▶ _ИСХОДНЫЙ ДОКУМЕНТ_:
_____
В 2000 г. Каха понял, что в России закончилось время бизнесменов и началось время силовиков. Но сдаваться не собирался. Еще весной 2001-го Бендукидзе и Потанин думали о создании консорциума, производящего оборудование для атомной энергетики. Тогда же Каха стал одним из лидеров обновленного РСПП. Это не было попыткой разжиться «административной валютой», формировать правила игры под себя, «консервируя правила игры в свою пользу», говорил Каха. В РСПП он стал главным идеологом валютной либерализации и снижения налогов. Налоговые послабления были отторгнуты чиновниками: Бендукидзе тогда подготовил законопроекты о верхнем пределе налоговых изъятий для компаний и едином налоге по результатам хозяйственной деятельности.
_____
▶ _ЧТО ТРЕБУЕТСЯ_: Напечатайте исходный документ целиком, слово в слово и без единого изменения. Опирайтесь только на исходный документ.

▶ _ПРЕДОСТАВЛЕННЫЕ ЗАПИСИ_:
_____
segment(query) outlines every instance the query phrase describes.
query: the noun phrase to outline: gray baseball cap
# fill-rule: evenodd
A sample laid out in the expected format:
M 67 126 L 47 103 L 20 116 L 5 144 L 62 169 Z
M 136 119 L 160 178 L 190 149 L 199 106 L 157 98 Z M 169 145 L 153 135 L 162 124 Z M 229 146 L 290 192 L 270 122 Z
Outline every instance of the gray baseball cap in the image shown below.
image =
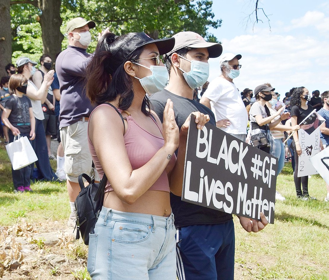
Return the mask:
M 76 28 L 82 27 L 86 24 L 88 24 L 88 27 L 90 29 L 93 28 L 96 26 L 96 24 L 92 20 L 87 21 L 83 17 L 76 17 L 73 19 L 71 19 L 66 24 L 66 32 L 71 32 Z
M 36 65 L 38 64 L 37 62 L 32 61 L 28 58 L 18 58 L 16 61 L 16 65 L 17 67 L 19 67 L 29 62 L 31 62 L 33 65 Z
M 167 55 L 170 55 L 186 47 L 196 49 L 207 48 L 209 52 L 209 57 L 211 58 L 218 57 L 223 51 L 223 48 L 220 44 L 207 42 L 201 35 L 192 31 L 179 32 L 174 35 L 172 38 L 175 38 L 175 46 L 173 49 L 166 54 Z
M 241 59 L 241 57 L 242 57 L 242 56 L 241 55 L 235 55 L 232 53 L 226 53 L 223 54 L 220 57 L 219 65 L 221 64 L 224 61 L 229 61 L 236 58 L 238 58 L 238 60 L 239 60 L 240 59 Z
_____
▶ _ПИСЬМЕННЫЙ ОТВЕТ_:
В 2000 г. Каха понял, что в России закончилось время бизнесменов и началось время силовиков. Но сдаваться не собирался. Еще весной 2001-го Бендукидзе и Потанин думали о создании консорциума, производящего оборудование для атомной энергетики. Тогда же Каха стал одним из лидеров обновленного РСПП. Это не было попыткой разжиться «административной валютой», формировать правила игры под себя, «консервируя правила игры в свою пользу», говорил Каха. В РСПП он стал главным идеологом валютной либерализации и снижения налогов. Налоговые послабления были отторгнуты чиновниками: Бендукидзе тогда подготовил законопроекты о верхнем пределе налоговых изъятий для компаний и едином налоге по результатам хозяйственной деятельности.